Exercise goal :: The entries should be given again in full. Alter nothing.
*** Begin section ***
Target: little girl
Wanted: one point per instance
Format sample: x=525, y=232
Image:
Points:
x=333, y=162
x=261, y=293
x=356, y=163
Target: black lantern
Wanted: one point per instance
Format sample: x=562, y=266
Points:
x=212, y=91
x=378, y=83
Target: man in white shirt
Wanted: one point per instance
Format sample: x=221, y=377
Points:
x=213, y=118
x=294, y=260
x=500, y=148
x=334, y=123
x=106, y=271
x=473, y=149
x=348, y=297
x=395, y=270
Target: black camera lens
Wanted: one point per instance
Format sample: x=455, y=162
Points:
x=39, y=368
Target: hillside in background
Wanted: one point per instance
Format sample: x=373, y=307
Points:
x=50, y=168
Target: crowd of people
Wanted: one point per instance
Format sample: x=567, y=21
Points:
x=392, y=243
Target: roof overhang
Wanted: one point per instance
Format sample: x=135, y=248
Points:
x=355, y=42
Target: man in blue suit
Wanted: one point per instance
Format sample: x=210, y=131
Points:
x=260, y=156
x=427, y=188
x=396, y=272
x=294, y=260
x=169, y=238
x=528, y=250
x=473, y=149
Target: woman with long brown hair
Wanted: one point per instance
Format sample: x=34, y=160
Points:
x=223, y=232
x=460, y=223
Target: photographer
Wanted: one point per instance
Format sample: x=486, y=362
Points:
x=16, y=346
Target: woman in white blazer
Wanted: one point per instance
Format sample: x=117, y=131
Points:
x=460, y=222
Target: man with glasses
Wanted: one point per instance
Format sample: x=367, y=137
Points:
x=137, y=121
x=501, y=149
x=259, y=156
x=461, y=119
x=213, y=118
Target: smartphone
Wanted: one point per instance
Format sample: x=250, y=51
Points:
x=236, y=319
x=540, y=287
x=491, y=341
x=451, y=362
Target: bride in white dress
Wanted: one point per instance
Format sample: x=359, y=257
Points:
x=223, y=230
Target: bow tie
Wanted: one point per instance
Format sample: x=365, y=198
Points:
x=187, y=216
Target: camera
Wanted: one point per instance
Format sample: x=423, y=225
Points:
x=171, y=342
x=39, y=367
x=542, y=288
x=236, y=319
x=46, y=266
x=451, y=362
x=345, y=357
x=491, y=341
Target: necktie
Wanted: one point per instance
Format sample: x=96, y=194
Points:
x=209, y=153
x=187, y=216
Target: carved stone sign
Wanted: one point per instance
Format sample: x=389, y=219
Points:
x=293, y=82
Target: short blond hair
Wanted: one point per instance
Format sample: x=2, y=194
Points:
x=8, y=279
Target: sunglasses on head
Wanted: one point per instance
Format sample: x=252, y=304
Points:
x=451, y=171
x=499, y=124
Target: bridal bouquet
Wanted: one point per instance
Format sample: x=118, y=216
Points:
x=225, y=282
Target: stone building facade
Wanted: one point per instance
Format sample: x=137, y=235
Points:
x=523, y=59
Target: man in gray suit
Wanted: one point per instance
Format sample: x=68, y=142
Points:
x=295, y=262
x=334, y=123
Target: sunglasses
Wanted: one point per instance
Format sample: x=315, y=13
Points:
*** End section ***
Response to the task ::
Target: little girl
Wanted: one point per instance
Format sample: x=525, y=232
Image:
Points:
x=333, y=162
x=261, y=293
x=356, y=163
Target: black lantern
Wanted: one point per instance
Format sample: x=562, y=266
Points:
x=212, y=91
x=378, y=83
Target: man in white shirt
Wanted: one point per instance
Format sample: x=221, y=377
Points:
x=213, y=118
x=294, y=260
x=500, y=148
x=334, y=123
x=106, y=271
x=473, y=149
x=348, y=297
x=395, y=270
Target: black camera lens
Wanted: one point per instance
Format sample: x=455, y=162
Points:
x=39, y=368
Target: hillside in background
Wanted: one point per instance
Format sample: x=373, y=307
Points:
x=50, y=168
Target: crowd of people
Wanted: one point per instance
Format sample: x=567, y=21
Points:
x=392, y=243
Target: roof overhang
Wanted: one point per instance
Format sample: x=135, y=248
Points:
x=355, y=42
Target: man in blue suit
Wanted: one point per instance
Format sample: x=210, y=131
Points:
x=260, y=156
x=427, y=188
x=396, y=272
x=294, y=260
x=169, y=238
x=528, y=250
x=473, y=149
Target: woman with long brown hair
Wanted: one point per instance
Format sample: x=34, y=160
Points:
x=223, y=232
x=460, y=223
Target: photographer
Wanted: one point per instance
Format sample: x=486, y=362
Points:
x=16, y=346
Target: woman in white blazer
Wanted: one point per instance
Format sample: x=117, y=131
Points:
x=460, y=222
Target: man with glasses
Wanted: one point per instance
Format sample: x=367, y=137
Points:
x=137, y=121
x=501, y=149
x=259, y=156
x=461, y=119
x=213, y=118
Target: smartphone
Wanted: one point per instance
Format sample: x=250, y=51
Points:
x=236, y=319
x=540, y=287
x=491, y=341
x=451, y=362
Target: bride in white dress
Wanted: one point per instance
Format sample: x=359, y=257
Points:
x=223, y=230
Target: bow tie
Wanted: one point per instance
Format sample: x=365, y=198
Points:
x=187, y=216
Target: camera
Wanted: one point per instance
Format sample: x=423, y=225
Points:
x=171, y=342
x=39, y=367
x=542, y=288
x=236, y=319
x=46, y=266
x=451, y=362
x=345, y=357
x=491, y=341
Target: necktie
Wanted: one point per instance
Format sample: x=96, y=194
Points:
x=209, y=153
x=187, y=216
Target: carved stone sign
Wanted: one point per instance
Format sample: x=389, y=219
Points:
x=293, y=82
Target: short blond hair
Wanted: one point per instance
Format sample: x=2, y=194
Points:
x=8, y=279
Target: sunglasses on head
Wanted: one point per instance
Format sample: x=252, y=304
Points:
x=451, y=171
x=499, y=124
Target: bridal bouquet
Wanted: one point per instance
Format sample: x=118, y=216
Points:
x=225, y=282
Target: stone building facade
Wanted: one point per instance
Format sample: x=137, y=235
Points:
x=523, y=59
Target: man in gray suit
Wanted: one point per instance
Format sample: x=68, y=142
Points:
x=295, y=262
x=334, y=123
Target: sunglasses
Wanted: one point per instance
Format sample: x=315, y=13
Points:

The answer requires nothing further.